> THE RECORDS
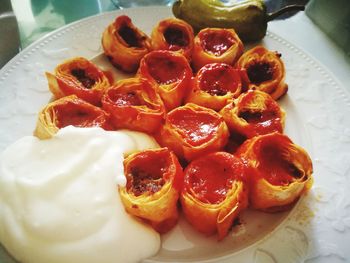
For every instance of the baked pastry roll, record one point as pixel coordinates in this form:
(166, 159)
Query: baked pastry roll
(265, 71)
(66, 111)
(171, 72)
(254, 113)
(154, 181)
(214, 192)
(173, 34)
(215, 85)
(134, 104)
(280, 171)
(191, 131)
(216, 45)
(124, 44)
(80, 77)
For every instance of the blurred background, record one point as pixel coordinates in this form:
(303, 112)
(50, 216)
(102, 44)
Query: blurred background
(24, 21)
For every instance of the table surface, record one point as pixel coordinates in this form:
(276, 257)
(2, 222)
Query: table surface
(38, 17)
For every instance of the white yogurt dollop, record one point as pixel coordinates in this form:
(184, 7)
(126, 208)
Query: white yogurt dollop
(59, 200)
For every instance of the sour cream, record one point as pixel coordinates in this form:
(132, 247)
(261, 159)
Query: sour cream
(59, 200)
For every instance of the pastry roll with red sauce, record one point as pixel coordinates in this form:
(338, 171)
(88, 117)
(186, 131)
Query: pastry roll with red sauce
(154, 181)
(214, 192)
(174, 35)
(171, 72)
(216, 45)
(80, 77)
(134, 104)
(215, 85)
(280, 171)
(66, 111)
(254, 113)
(124, 44)
(265, 71)
(191, 131)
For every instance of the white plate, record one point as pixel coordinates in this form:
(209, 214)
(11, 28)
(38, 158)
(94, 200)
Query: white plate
(318, 119)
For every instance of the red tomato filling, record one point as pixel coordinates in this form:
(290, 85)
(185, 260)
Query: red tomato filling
(165, 70)
(130, 36)
(196, 127)
(83, 78)
(274, 166)
(217, 43)
(263, 121)
(78, 115)
(260, 72)
(210, 178)
(176, 38)
(218, 79)
(130, 98)
(147, 172)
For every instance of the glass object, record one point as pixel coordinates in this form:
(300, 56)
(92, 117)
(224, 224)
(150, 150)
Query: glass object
(130, 3)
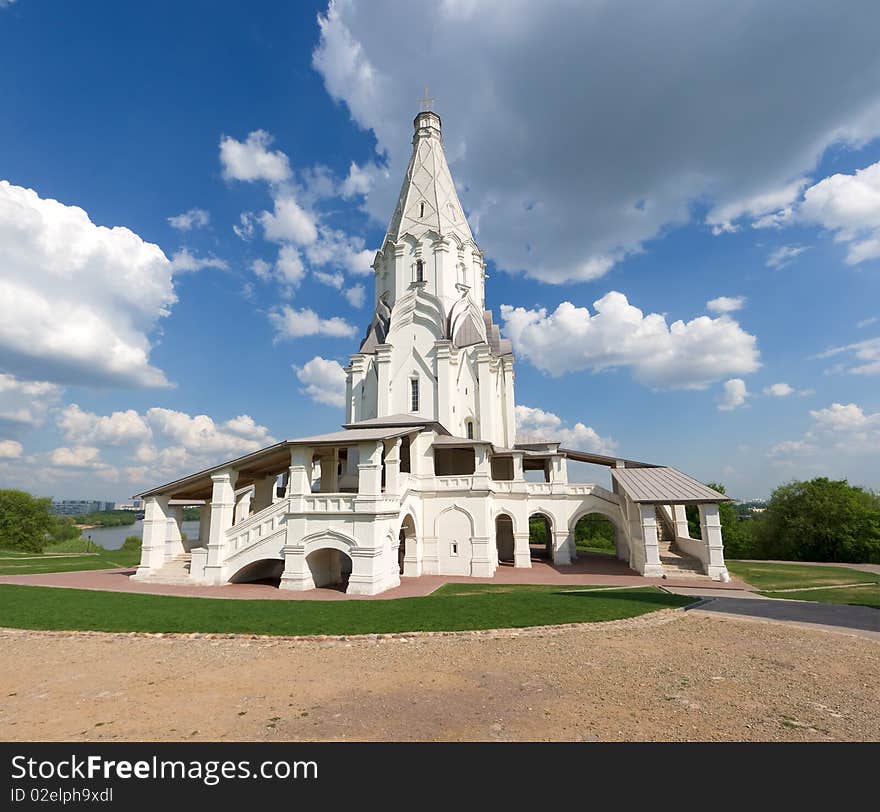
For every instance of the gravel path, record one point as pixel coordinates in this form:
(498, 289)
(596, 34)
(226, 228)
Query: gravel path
(668, 676)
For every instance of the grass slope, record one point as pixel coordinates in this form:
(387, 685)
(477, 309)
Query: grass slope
(452, 607)
(766, 576)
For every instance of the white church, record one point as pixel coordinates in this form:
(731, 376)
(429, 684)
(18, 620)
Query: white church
(426, 476)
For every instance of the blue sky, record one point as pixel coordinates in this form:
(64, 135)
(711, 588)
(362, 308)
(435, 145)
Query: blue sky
(671, 158)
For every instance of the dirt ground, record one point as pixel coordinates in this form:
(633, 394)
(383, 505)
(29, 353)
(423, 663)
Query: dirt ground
(668, 676)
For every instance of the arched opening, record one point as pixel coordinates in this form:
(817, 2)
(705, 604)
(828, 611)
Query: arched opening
(504, 539)
(407, 540)
(330, 568)
(265, 571)
(541, 536)
(595, 534)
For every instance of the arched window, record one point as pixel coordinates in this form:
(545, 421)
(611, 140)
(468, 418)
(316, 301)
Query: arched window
(414, 394)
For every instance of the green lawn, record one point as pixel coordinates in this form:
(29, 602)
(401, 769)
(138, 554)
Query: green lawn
(452, 607)
(866, 595)
(34, 563)
(766, 576)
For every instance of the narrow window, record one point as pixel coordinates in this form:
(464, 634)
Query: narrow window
(414, 392)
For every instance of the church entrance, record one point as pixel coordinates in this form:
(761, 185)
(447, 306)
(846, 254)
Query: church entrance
(504, 539)
(330, 568)
(541, 536)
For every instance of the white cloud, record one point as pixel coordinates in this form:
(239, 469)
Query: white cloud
(252, 160)
(10, 449)
(323, 381)
(24, 404)
(81, 427)
(358, 182)
(355, 295)
(291, 323)
(538, 425)
(289, 222)
(77, 457)
(535, 159)
(333, 280)
(779, 390)
(784, 255)
(77, 301)
(726, 304)
(245, 229)
(183, 262)
(735, 395)
(683, 355)
(194, 218)
(866, 355)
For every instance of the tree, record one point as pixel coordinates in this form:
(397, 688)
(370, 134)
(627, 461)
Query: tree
(820, 520)
(24, 521)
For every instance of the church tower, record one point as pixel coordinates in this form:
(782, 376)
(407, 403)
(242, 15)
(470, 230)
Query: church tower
(432, 350)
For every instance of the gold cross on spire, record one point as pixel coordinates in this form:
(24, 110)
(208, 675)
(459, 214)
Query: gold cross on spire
(426, 102)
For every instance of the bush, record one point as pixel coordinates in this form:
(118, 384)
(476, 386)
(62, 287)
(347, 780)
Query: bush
(24, 521)
(131, 543)
(820, 520)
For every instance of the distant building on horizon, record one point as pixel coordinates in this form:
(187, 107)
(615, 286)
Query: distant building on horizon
(78, 507)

> REQUEST
Rewrite everything above from the line containing "For every instance of the church tower, record" down to the end of the entries, requests included, shifting each answer coordinate by adding 18 to both of its numbers and leaving the requests and their format samples unchanged.

> ANSWER
For every instance of the church tower, record one point as pixel coordinates in this form:
(782, 376)
(407, 403)
(242, 15)
(470, 230)
Query: church tower
(450, 368)
For every instance of the gold cross on spire, record one point as pixel coordinates in this form:
(24, 110)
(208, 675)
(459, 214)
Query: gold cross on spire
(444, 120)
For every instance of the bush, record one point as pixel coordinates in this form:
(118, 384)
(476, 386)
(62, 287)
(347, 780)
Query: bush
(42, 539)
(149, 561)
(838, 538)
For every instance of the distant building on horizon, record one point as pixel coordinates in this form:
(187, 107)
(615, 286)
Query: distant building on horizon
(96, 525)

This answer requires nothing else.